Your instructions:
Output, exactly and in full, the entries that appear below.

Listed records:
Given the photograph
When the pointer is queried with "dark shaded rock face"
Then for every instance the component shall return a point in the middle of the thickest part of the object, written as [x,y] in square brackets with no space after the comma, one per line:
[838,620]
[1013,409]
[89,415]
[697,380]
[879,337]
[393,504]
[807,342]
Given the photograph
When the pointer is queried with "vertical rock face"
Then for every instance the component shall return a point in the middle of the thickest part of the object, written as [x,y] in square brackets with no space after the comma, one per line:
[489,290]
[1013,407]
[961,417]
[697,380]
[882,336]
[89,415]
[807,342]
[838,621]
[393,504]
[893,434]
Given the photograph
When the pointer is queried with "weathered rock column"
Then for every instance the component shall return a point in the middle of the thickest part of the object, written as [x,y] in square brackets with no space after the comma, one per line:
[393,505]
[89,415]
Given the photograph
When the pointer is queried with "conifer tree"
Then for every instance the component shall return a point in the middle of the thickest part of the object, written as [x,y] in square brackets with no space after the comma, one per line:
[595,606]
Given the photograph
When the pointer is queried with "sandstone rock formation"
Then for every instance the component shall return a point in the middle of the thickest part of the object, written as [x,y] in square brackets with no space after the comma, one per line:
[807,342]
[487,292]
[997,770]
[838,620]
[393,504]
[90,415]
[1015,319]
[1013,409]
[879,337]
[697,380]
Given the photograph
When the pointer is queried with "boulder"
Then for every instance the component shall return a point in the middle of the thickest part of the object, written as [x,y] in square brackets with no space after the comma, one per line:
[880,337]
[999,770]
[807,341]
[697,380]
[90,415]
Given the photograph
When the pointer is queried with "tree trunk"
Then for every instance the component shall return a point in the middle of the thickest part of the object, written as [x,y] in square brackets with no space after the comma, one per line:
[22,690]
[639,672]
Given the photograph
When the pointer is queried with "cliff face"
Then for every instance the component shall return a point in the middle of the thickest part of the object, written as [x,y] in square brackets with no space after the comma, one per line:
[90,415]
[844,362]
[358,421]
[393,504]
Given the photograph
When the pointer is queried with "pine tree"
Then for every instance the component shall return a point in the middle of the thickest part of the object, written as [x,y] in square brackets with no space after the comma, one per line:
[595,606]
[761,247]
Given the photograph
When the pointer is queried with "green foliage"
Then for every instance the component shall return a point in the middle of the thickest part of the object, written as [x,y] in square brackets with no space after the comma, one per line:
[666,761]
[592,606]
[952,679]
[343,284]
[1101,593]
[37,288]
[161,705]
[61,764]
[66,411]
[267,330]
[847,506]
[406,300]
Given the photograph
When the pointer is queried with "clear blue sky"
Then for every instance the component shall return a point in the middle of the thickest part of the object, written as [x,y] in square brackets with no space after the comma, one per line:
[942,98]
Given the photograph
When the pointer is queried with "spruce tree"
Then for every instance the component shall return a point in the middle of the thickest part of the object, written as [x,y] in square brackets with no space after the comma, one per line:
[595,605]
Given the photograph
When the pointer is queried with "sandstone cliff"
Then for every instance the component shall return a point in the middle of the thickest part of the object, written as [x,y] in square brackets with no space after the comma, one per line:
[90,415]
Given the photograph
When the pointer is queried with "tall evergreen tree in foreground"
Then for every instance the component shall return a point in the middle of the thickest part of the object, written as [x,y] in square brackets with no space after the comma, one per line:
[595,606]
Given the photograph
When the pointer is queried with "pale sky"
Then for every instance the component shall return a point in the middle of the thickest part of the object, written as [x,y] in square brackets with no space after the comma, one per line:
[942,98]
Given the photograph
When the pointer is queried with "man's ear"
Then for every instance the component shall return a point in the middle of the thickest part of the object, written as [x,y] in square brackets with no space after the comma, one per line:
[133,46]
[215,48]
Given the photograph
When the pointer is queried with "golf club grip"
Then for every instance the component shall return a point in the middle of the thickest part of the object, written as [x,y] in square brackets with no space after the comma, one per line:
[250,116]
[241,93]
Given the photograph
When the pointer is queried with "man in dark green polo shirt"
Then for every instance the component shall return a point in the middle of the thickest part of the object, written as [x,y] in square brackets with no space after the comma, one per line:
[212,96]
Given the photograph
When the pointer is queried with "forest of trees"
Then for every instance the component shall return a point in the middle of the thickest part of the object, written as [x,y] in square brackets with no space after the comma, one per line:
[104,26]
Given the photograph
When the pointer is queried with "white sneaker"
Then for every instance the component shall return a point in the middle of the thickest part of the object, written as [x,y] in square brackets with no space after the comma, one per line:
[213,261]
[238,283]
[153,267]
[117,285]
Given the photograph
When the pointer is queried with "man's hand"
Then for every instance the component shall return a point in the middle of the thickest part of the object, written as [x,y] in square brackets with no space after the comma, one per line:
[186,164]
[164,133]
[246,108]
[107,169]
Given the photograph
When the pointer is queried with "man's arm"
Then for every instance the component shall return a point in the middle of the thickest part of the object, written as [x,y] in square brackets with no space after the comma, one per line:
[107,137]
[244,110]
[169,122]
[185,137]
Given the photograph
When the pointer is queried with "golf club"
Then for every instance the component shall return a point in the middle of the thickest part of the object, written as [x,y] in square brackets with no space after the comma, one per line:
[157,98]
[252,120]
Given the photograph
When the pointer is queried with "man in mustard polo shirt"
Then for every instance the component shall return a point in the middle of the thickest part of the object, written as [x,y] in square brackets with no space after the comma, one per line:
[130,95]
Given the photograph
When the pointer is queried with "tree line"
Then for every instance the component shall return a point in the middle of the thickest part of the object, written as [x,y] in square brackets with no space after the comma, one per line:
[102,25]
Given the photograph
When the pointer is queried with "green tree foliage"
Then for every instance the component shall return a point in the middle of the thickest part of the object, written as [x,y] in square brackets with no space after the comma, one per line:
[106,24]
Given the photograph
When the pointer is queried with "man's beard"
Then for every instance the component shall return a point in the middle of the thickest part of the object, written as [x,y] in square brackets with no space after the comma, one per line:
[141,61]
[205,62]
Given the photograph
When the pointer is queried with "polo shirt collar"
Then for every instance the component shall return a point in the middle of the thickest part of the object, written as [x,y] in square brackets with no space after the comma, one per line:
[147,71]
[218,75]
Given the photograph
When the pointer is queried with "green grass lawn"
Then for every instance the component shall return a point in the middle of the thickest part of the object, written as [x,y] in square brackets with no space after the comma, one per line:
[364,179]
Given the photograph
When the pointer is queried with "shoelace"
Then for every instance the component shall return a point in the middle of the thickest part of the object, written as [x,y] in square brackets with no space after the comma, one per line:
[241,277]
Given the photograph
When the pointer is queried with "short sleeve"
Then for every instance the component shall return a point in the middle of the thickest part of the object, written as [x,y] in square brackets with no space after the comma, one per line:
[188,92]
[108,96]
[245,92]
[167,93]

Response to the exercise:
Given the photograph
When the pointer is queried with "dark shaded rock face"
Then for every instance the component shall return a point in the middle of the thickest part of the object, written as [x,y] in square brackets with no space after the comma, one per line:
[838,620]
[1013,409]
[89,415]
[697,380]
[879,337]
[393,504]
[807,342]
Given the photograph
When the pointer is queried with "vertical rock face"
Then for every instance the component shall return a point in the middle of the thickest part of the object, written as [x,y] in square brackets with no space after the comma, one per line:
[489,290]
[1013,407]
[961,417]
[697,380]
[882,336]
[89,415]
[807,342]
[838,621]
[393,504]
[893,434]
Given the photograph
When the pointer is queried with "weathered rock column"
Then for every instance the component shall return a point in the middle of the thickest part of the object, written as [x,y] in square brackets with no space after the comma, one per line:
[393,505]
[89,415]
Given the photograph
When the pointer is queried with "conifer tree"
Then for every instance the component shall return a point in the middle of the thickest part of the object, written as [x,y] in square brackets with no space after the comma, one per line:
[595,606]
Given the photograph
When the pointer is queried with "sandstone rock formation"
Then for every instance the component shall return a point in the middle of the thickest part of the object, written as [x,y] in square brackets with no space after the comma, one per line:
[807,342]
[487,292]
[997,770]
[838,620]
[393,504]
[90,415]
[1015,319]
[1013,409]
[879,337]
[697,380]
Given the photograph
When the pointer is queried with "boulder"
Then for every instance the component shall return a point in the middle of the thickest part of the object, written as [x,y] in square brackets with no space after the comma, one per line:
[880,337]
[999,770]
[807,341]
[697,380]
[90,415]
Given the photograph
When the pointer is queried with "tree trunk"
Then for every instance the component shall return a point in the middle of the thickest part of the object, written as [x,y] in square brackets with no space after the comma, one per line:
[22,690]
[639,672]
Given the photograph
When the pointer is queried with "cliff face"
Then for every instance the component shall return a point in the middle of the thickest part of the object, written as [x,y] in square brackets with no space after the comma, one per line:
[90,415]
[844,362]
[358,421]
[393,504]
Given the photograph
When the pointer is queried with "pine tree"
Then for every instance the component shall return a point in the middle of the thickest part of the object, written as [x,y] in square brackets with no space after the comma, one per line:
[595,606]
[761,247]
Given the photograph
When the pointer is queried with "green foliage"
Then for every instance the component shall return a point in the middle of the thickest part of the object, written as [x,y] in square brackets with no space after the comma, one per line:
[666,761]
[592,606]
[952,679]
[343,284]
[1101,593]
[37,288]
[161,705]
[61,764]
[66,411]
[267,330]
[847,506]
[406,300]
Given the photograph
When the pointer is queried with "clear blue sky"
Then for every instance the component shall return a point in the middle of the thickest part of the object, written as [x,y] in square brackets with no space after the comma, one per line:
[942,98]
Given the photograph
When the pointer is queried with "spruce tree"
Then for every instance the component shall return a point in the middle of the thickest part of the object, written as [x,y] in square brackets with no space after the comma, one per line:
[595,605]
Given the photograph
When the pointer is queried with "sandstone cliff"
Then for every instance the component shall return a point in the middle of the thickest part of the object, written as [x,y] in square brackets with no space after the comma, one per line:
[90,415]
Given the photograph
When the pointer is queried with "tall evergreen tree in foreground"
Then for every instance the component shall return a point in the middle of the thickest part of the object, written as [x,y] in square brackets with no space after the comma, one per line:
[595,606]
Given the photograph
When the pointer is queried with "pale sky"
Then for every instance the component shall return a point in the middle of the thickest part of the object, written as [x,y] in square brackets with no space after the comma, one per line:
[942,98]
Given the photograph
When the pointer is queried with "man's ear"
Then for every instance the component shall return a point in the middle of the thickest part of the object, written as [x,y] in square brackets with no space after the comma, one per line:
[133,46]
[215,48]
Given the photograph
When the pointer is queried with "golf club grip"
Then for every instance the component shall return a point in the middle of the thickest part of the object, written as [x,y] in square brackets with no space after the comma, one per line:
[250,116]
[241,93]
Given the photograph
When the pointer is queried with "man in dark green polo shirt"
Then for every instance the component shall return a point in the middle of the thickest part of the object, written as [x,y] in square brackets with no space after the comma, one per line:
[212,96]
Given the photograph
When the pointer is queried with "forest of trees"
Then for every instance the component shall return a point in the middle of the thickest part of the object, written as [x,y] in square brackets with no space after the comma, one per line:
[104,26]
Given the photograph
When the pointer is queried with "white sneaker"
Then for every instance the component shall return a point in the middle of the thickest part of the object, written as [x,y] in square brackets with no space after the comma, one per line:
[213,261]
[238,283]
[153,267]
[117,285]
Given the photograph
When the pointer is queried with "man's hand"
Then for every instance the component shall return a point in the middle of the thickest part of the object, written as [x,y] in square brackets with no space after the comma, one per line:
[186,164]
[164,133]
[246,108]
[107,169]
Given the photograph
When the pointer is queried with "man's arm"
Then for every instance the component shall return a point in the middle of the thickest part of the object, written as [x,y] in square brackets with no space after the comma, one per line:
[107,137]
[244,110]
[169,122]
[185,137]
Given the photograph
When the pointer is queried with "golf club"
Then for every instance the component shall return a point in the middle of the thickest part of the object, written as [x,y] in square brackets with no space after the comma, one per line:
[157,98]
[252,120]
Given the photograph
When the pointer is queried with "man in mustard polo shirt"
Then for every instance the component shall return a point in the middle of the thickest part of the object, written as [x,y] in square brackets with no space after the comma, one per line:
[130,95]
Given the photograph
When the pointer is queried with "tree line"
Then for every instance the component shall return a point in the middle of the thickest part of the object, written as [x,y] in square brackets with no space after the comma, one per line:
[102,25]
Given the photograph
When the pointer is queried with "green tree foliage"
Then for every instance the component shall return a point in the middle of the thickest part of the object, written as [x,y] in square brackets with no space after the comma, one per line:
[106,24]
Given the photograph
When the pointer is queried with "man's beard"
Then for every instance the component shall return a point in the middle of the thickest part of the object, written as [x,y] in square brackets with no space after the comma, one per line:
[141,61]
[205,62]
Given the photograph
When the pointer is queried with "polo shirt collar"
Then for every instance the component shall return a point in the middle of the thickest part of the object, written as [x,y] in square brackets with no space after the comma, one per line:
[147,71]
[218,75]
Given the photograph
When the pointer is queried with "green grass lawn"
Then for every instance the component shall return a point in the middle of the thickest part of the object, written as [x,y] in square brackets with no space after the comma, one per line:
[364,179]
Given the photograph
When the pointer is queried with "shoelace"
Then for every instance the component shall return a point in the middle of the thickest part of the object, written as [x,y] in square brackets with no space after the comma, one per line:
[241,277]
Given the photograph
When the pointer is queried with "short sleeve"
Then for every instance the component shall return a point in the middle of the thickest part of the object, written as [x,y] in square brackets with no space after the comma, one per line:
[188,92]
[108,96]
[245,92]
[167,93]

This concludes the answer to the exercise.